**Problem**
Repeat word for word the lines from the one holding "rock. Return only the coordinates." through the end, both ends included, and leave out every picture.

**Excerpted data**
^^^^

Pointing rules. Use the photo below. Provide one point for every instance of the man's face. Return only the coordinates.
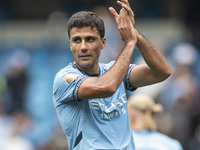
(86, 45)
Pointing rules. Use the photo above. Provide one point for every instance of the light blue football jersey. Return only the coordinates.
(93, 124)
(153, 140)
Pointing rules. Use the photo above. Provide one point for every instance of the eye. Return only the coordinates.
(90, 39)
(76, 39)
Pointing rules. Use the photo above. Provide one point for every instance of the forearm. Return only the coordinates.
(118, 71)
(153, 58)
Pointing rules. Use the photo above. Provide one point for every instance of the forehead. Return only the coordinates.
(84, 31)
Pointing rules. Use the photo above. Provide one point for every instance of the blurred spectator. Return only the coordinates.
(17, 130)
(142, 113)
(194, 143)
(180, 98)
(17, 79)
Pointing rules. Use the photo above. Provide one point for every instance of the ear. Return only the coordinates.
(103, 42)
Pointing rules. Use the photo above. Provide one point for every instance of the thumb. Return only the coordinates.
(113, 12)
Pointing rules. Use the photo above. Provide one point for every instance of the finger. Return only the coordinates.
(113, 12)
(127, 8)
(126, 2)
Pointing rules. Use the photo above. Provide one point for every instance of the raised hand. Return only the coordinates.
(125, 26)
(125, 4)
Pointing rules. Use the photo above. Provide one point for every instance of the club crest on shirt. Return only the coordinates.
(70, 77)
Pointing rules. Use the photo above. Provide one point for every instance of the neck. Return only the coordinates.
(90, 70)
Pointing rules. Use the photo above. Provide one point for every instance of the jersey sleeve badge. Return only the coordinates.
(70, 77)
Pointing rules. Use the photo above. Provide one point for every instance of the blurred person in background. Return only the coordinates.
(90, 97)
(194, 143)
(142, 112)
(180, 97)
(18, 133)
(17, 79)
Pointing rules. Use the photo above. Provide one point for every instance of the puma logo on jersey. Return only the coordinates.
(70, 77)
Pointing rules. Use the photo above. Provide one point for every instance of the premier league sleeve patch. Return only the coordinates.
(70, 77)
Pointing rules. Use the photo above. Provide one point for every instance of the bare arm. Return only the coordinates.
(156, 68)
(107, 84)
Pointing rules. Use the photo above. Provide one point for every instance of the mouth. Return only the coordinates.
(85, 57)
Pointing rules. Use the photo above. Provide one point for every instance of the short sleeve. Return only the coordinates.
(127, 82)
(66, 86)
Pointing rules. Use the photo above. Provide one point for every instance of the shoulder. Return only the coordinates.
(106, 66)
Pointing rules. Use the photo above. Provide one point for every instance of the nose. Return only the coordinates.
(83, 46)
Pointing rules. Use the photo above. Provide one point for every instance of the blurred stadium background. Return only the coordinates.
(34, 46)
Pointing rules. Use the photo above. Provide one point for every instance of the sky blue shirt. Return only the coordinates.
(153, 140)
(93, 124)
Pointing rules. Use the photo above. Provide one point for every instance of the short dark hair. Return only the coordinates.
(86, 18)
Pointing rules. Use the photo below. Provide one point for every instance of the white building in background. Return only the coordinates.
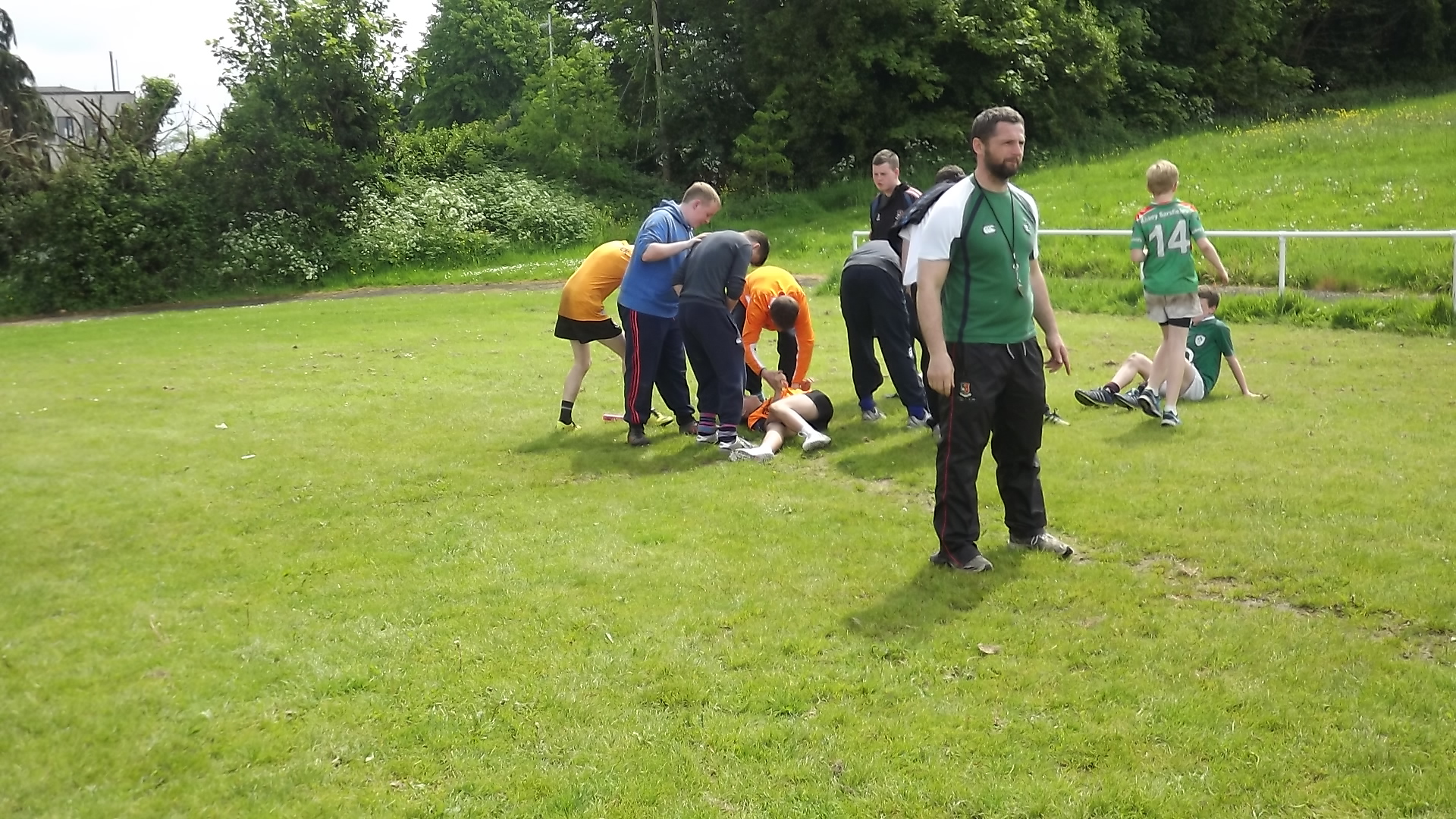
(76, 114)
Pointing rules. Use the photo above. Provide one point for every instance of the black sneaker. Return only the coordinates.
(1044, 542)
(1149, 403)
(1100, 397)
(1128, 400)
(973, 561)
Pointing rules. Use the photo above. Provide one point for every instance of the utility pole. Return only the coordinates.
(661, 131)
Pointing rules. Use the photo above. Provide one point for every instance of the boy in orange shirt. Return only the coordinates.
(582, 318)
(791, 410)
(772, 299)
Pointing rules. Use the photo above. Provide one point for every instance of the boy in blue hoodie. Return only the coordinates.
(648, 309)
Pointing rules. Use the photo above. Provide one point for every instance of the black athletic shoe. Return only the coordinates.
(1149, 403)
(1043, 542)
(1128, 400)
(968, 560)
(1100, 397)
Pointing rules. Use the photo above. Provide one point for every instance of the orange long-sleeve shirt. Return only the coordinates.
(595, 280)
(762, 287)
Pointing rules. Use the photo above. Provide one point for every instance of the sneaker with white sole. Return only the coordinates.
(734, 445)
(1100, 397)
(1128, 400)
(1043, 542)
(814, 441)
(1149, 403)
(759, 453)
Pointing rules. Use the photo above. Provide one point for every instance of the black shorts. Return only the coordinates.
(821, 403)
(585, 333)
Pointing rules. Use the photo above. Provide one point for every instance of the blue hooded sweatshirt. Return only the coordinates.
(647, 287)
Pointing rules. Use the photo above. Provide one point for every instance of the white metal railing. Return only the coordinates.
(859, 237)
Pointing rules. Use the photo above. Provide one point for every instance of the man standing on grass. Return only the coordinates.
(1164, 235)
(874, 306)
(894, 197)
(648, 308)
(708, 283)
(981, 292)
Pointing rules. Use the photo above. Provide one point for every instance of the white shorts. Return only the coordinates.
(1194, 391)
(1177, 306)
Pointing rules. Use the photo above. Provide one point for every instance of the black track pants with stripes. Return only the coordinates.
(998, 397)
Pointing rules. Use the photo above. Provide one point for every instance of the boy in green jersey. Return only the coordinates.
(1209, 344)
(1164, 235)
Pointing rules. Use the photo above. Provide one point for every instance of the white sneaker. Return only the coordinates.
(814, 441)
(730, 447)
(759, 453)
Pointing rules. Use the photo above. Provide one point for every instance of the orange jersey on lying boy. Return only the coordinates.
(595, 280)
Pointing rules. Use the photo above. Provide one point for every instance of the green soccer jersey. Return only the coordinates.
(1168, 232)
(987, 290)
(1209, 341)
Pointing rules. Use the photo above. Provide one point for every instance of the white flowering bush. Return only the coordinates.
(268, 251)
(427, 221)
(469, 216)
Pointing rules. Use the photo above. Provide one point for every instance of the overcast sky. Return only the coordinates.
(66, 41)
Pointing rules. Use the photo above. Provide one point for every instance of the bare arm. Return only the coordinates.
(1209, 253)
(941, 375)
(1238, 375)
(658, 251)
(1041, 311)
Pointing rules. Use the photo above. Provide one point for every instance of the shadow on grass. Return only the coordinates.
(596, 453)
(934, 596)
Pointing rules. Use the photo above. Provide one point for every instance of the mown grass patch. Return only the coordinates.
(417, 599)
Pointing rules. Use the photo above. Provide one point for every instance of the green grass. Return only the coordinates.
(417, 599)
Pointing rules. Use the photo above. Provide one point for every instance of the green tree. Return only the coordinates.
(759, 149)
(570, 123)
(25, 121)
(312, 112)
(475, 60)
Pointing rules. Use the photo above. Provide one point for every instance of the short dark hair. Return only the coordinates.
(949, 174)
(759, 238)
(783, 312)
(986, 121)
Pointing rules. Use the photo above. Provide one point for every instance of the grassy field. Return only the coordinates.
(388, 588)
(1382, 168)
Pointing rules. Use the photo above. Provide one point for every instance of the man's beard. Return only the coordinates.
(1003, 169)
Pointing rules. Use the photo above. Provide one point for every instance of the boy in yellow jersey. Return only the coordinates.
(1164, 235)
(789, 411)
(582, 318)
(772, 299)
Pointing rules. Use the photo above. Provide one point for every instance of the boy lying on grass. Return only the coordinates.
(789, 410)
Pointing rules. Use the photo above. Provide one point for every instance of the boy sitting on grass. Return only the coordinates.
(791, 410)
(1164, 235)
(1209, 344)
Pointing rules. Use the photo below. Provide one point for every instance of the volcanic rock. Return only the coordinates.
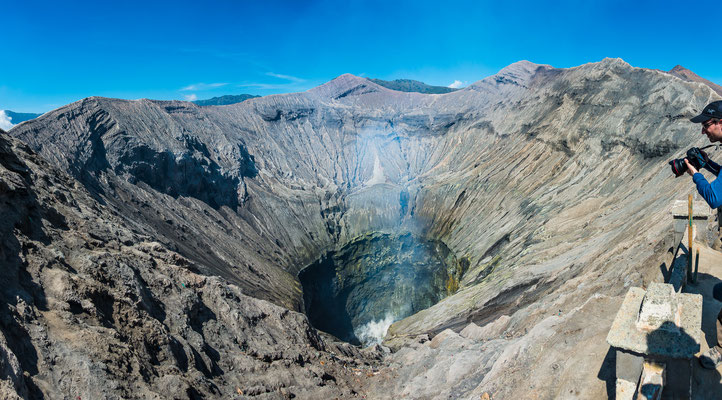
(550, 186)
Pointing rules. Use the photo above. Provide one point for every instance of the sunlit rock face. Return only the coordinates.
(552, 184)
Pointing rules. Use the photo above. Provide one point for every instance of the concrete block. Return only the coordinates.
(658, 307)
(629, 365)
(680, 340)
(625, 390)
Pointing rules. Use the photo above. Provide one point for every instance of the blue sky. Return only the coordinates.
(59, 52)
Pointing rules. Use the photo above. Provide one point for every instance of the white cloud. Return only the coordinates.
(5, 123)
(202, 86)
(286, 77)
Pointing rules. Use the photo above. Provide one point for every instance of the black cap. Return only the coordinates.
(713, 110)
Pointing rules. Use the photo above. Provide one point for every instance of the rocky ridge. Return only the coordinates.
(552, 184)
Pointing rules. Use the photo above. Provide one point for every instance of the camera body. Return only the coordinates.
(695, 156)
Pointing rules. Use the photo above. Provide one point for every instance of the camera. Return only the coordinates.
(695, 156)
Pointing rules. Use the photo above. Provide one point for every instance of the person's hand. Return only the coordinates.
(704, 155)
(691, 170)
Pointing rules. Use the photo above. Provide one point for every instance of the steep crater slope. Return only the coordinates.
(548, 184)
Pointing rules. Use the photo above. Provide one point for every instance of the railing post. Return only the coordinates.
(689, 236)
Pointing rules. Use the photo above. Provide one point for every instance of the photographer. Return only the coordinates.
(710, 118)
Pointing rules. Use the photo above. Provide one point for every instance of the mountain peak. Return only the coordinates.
(346, 85)
(689, 76)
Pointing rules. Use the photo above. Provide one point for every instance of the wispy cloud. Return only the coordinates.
(269, 86)
(286, 77)
(5, 123)
(203, 86)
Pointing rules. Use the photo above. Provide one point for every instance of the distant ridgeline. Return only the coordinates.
(225, 100)
(408, 85)
(17, 118)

^^^^

**The response**
Pointing rules. Use the photo below. Provide one point for every instance of the volcanic rock. Return only the coordinates.
(550, 186)
Pointing rules. Use the photo above. Provide one point for every instance of the sunlit rock face. Return only the coordinates.
(552, 184)
Pointing rules. Use the photo above. Provide one point for every instance of the concrete block. Return only the coordinates.
(658, 307)
(629, 365)
(680, 340)
(625, 390)
Pointing rules. Use the photo above. Provide one point for every instance of the blue sky. Return only the coordinates.
(59, 52)
Pointing rules. Use the photo above. Provide one point for every instance of the white cloud. Return only the coordinates.
(5, 123)
(202, 86)
(286, 77)
Pointing rules. Use the photo above. Provide one point for every instance of the black cap. Return only the coordinates.
(713, 110)
Pointing rules. Use the photo above. Provide one point for every instance of the rocky ridge. Return only the coordinates.
(552, 184)
Pointing rules. Use the photo above. Provide one point for every instance of the camera body. Return only the coordinates.
(695, 156)
Pointing rules. Use the photo above. Provide one point for every instance of the camera. Return only the coordinates.
(695, 156)
Pointing rules. Use the photo above. Provide one point for every instance of the person's hand. Return only the coordinates.
(704, 155)
(691, 170)
Pointing rules. Use the photo above. Provide one point for every instance of the steep crater slope. Return only the coordinates.
(548, 184)
Pointing rules. Use the photo above. Provide one point for every instance of the railing post. Return only the coordinates.
(689, 236)
Pointing rules. Use the photo above. Provide one point for every instance of the photographer. Return only the coordinates.
(710, 118)
Pointing rules. Use the photo above. Provide one point for every instance of the mountain peak. Return only the coordinates.
(346, 85)
(689, 76)
Pointing rules. Use the photo above. Provide one point for every instance of the wispy cloud. Return only the coordinates.
(269, 86)
(286, 77)
(5, 123)
(203, 86)
Pointing rules. Use the photo above. Provide one point for every instance of the distant ridgeline. Return only the coordinates.
(225, 100)
(408, 85)
(17, 118)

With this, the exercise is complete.